Data listing

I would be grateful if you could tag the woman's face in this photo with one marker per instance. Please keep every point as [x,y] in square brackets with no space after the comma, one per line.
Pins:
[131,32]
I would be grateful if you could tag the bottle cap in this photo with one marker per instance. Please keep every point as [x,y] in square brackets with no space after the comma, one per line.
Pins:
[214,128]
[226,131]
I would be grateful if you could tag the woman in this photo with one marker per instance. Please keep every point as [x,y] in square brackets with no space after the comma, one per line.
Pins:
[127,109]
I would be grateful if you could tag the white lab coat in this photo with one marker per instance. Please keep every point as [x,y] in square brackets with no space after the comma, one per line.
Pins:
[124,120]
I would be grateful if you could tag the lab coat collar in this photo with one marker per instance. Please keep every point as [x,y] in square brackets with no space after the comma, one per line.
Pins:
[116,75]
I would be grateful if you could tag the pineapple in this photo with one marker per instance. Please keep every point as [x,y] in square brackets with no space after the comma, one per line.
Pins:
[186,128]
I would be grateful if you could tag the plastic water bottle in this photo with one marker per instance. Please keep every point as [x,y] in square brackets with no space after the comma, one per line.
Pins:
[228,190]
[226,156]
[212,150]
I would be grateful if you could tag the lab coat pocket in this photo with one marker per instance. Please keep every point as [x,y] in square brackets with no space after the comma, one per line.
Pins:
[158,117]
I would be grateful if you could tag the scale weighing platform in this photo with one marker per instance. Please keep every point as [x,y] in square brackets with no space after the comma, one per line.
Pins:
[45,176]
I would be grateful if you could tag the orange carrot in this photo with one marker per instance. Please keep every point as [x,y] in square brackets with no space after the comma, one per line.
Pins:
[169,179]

**GIVEN TASK**
Reproduce all of the rows above word for word, leaving nothing out.

**CORRECT OUTPUT**
I would be grateful if you could tag the woman's face in this photo with one marker per instance. Please keep every point as [x,y] in square brackets with no space after the comma, one per line.
Pins:
[131,32]
I would be grateful if you could tag the bottle cap in this photo with one marker per instance. Please keep every point as [x,y] in square brackets with no space after the comma, one per line.
Pins:
[214,128]
[226,131]
I would be grateful if you could tag the woman in this photo with one marker per instance. Please keep every point as [x,y] in square brackets with no space after the comma, one per line.
Pins:
[127,109]
I would be grateful if you could tag the white lab coat in this photo with one marker per instance. Please keep every point as [x,y] in square brackets with no space after the comma, one per line.
Pins:
[124,120]
I would be grateful if you could tag the lab coat collar in this photo with one marker per instance. Please keep every point as [x,y] in square brackets with no space after the comma, one per line.
Pins:
[116,75]
I would be grateful if you could tag the pineapple in this photo with one marker per instance. Please keep every point as [x,y] in square brackets with no space after the comma, one per line.
Pins:
[186,128]
I would be grateful if you could tag the plastic water bottle in this photo with one marker per instance. Please keep every point as [x,y] in square brackets with no space after the comma, one per line.
Pins:
[228,190]
[226,156]
[212,150]
I would be grateful if you could tag the lab coat pocket in this photo with one marker per instance. Please keep every point as [x,y] in square brackets with no space after the comma, one per line.
Pins:
[158,117]
I would be grateful if you could tag the scale weighing platform in this photo with one marker per instance. Please keep every point as [x,y] in square brackets with no space after the comma, one per line.
Pins:
[45,176]
I would be grateful if you could tag the orange carrot in this photo with one marker per instance. Please keep every point as [x,y] in square brackets with no space after the comma, one per line.
Pins:
[169,179]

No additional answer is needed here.